# Estepona Corruption



## mackem1 (Jun 23, 2008)

Does anyone have any insight as to what the impact of the Estepona Mayor being arrested, and various members of the town hall and lawyers etc, on the local property market and developments ?

we are waiting for an off-plan at the Football Villages / Valle Romano development but I have seen reports that the CEO of Valle Romano is out on 500,000 euro bail, along with 2 of his lawyers at 100,000 bail each

any ideas what they had been up to and what this means for our development ?

many thanks


----------



## Stravinsky (Aug 12, 2007)

Follow this link to Sur in English

Estepona Town Hall's web of corruption involved two clandestine 'offices' where business people paid in illegal commissions. Surinenglish.com


----------



## red66 (Jun 30, 2008)

mackem1 said:


> Does anyone have any insight as to what the impact of the Estepona Mayor being arrested, and various members of the town hall and lawyers etc, on the local property market and developments ?
> 
> we are waiting for an off-plan at the Football Villages / Valle Romano development but I have seen reports that the CEO of Valle Romano is out on 500,000 euro bail, along with 2 of his lawyers at 100,000 bail each
> 
> ...


Like you, I have put down a deposit at VR and have no real idea what is going on. I have read the internet reports, confirming what you have stated, but I don’t know anymore.

If you do hear anymore please pass on.

Kind Rgds


----------



## cavalier (Jun 26, 2008)

Hi I do not know a great deal about the Estepona affair but can relate to you what happened in Marbella which was one of the most widely publicised corruption cases. I have to add that getting accurate information is extremely difficult as there seems to be various interpretations of the Spanish law in regards to property rights. However there are a lot of properties in marbella under threat of demolition and one or two properties which have been built but have not been allowed to be occupied. The saga goes on to date. In one particular instance a small complex of town houses which I was told from an agent had all been sold from plan remain to this day unoccupied. I have been unable to find out were the purchasers stand in all this. This fiasco was brought about by an allegedly corrupt planning official. I hope that you do not lose your deposits but things take a long time to come to a head in Spain. regds C


----------



## chris(madrid) (Mar 23, 2008)

cavalier said:


> This fiasco was brought about by an allegedly corrupt planning official.


 Just the one - it's WAY more complex. As well as genuine illegal activity there is politics involved. 

There is a lot of this ALL OVER Spain right now. I'm too close to it all to be safe to show too much interest.


----------



## cavalier (Jun 26, 2008)

Hi Chris I agree in fact there are many but I am a little to close for comfort as well, in fact I was referring to the main perpertrator Im sure you know who I mean C


----------

● PROVIDED MATERIAL
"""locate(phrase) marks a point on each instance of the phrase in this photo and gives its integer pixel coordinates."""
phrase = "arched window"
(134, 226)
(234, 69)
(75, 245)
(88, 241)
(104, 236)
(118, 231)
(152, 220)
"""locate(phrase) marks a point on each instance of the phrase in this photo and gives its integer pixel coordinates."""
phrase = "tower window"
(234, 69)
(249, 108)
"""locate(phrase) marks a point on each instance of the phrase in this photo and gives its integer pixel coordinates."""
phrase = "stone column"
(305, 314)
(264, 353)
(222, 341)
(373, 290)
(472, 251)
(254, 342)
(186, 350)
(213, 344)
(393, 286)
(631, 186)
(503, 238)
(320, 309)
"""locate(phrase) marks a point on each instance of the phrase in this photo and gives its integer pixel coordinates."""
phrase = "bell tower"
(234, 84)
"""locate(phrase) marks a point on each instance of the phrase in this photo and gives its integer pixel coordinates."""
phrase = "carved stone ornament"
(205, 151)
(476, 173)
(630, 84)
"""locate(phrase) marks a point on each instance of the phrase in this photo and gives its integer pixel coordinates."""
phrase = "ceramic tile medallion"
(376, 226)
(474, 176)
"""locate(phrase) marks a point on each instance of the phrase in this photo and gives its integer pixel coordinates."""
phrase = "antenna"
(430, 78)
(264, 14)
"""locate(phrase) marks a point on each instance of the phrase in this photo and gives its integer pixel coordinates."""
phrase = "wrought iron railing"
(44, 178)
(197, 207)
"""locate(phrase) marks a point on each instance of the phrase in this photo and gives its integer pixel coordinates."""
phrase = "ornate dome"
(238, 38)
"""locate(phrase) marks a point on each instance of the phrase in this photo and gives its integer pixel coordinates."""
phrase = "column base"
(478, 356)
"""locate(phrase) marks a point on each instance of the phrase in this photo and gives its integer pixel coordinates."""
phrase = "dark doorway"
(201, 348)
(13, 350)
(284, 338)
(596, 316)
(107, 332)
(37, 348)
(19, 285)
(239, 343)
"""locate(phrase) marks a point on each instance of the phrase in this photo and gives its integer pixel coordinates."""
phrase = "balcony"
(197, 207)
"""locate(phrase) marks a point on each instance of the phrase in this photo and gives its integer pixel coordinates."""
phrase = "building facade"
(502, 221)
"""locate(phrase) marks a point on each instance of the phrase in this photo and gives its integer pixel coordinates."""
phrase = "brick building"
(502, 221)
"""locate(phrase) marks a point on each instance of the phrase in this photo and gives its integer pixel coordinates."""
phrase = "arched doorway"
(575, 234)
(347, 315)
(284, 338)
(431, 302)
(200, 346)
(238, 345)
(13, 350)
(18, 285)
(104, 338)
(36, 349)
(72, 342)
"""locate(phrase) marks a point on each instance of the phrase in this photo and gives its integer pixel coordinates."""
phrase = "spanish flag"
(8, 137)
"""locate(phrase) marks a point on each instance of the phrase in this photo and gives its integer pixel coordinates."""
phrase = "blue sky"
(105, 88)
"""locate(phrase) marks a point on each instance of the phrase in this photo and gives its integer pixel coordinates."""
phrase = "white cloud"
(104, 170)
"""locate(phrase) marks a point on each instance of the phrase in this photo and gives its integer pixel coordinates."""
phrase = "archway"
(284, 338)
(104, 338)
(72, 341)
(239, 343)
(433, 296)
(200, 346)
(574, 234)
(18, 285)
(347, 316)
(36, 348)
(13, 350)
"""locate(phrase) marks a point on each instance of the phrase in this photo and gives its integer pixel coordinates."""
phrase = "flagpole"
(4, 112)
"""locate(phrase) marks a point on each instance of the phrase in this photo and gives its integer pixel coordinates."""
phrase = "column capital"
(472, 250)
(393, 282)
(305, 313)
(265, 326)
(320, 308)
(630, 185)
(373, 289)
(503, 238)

● YOUR TASKS
(a) Write out the stretch of the Estepona corruption thread from "Estepona Town Hall's" through "(Jun 30, 2008)".
(b) Show each line of the entries that contains the word "window", with capital and lowercase letters matching.
The forum thread and the entries come from separate sources and are unrelated.

● CORRECT ANSWERS
(a)
Estepona Town Hall's web of corruption involved two clandestine 'offices' where business people paid in illegal commissions. Surinenglish.com


----------



## red66 (Jun 30, 2008)

(b)
phrase = "arched window"
phrase = "tower window"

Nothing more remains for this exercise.